▶ Exercise
What is needed is an exact copy of every entry.

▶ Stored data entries
--------

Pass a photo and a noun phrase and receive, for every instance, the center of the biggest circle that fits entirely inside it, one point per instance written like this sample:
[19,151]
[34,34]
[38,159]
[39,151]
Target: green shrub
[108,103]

--------

▶ Your response
Pass a photo and a noun phrase and receive, for every instance, the center of the biggest circle that fits entirely inside it, one point per instance written like this sample:
[19,151]
[34,34]
[38,159]
[39,151]
Target: green shrub
[108,103]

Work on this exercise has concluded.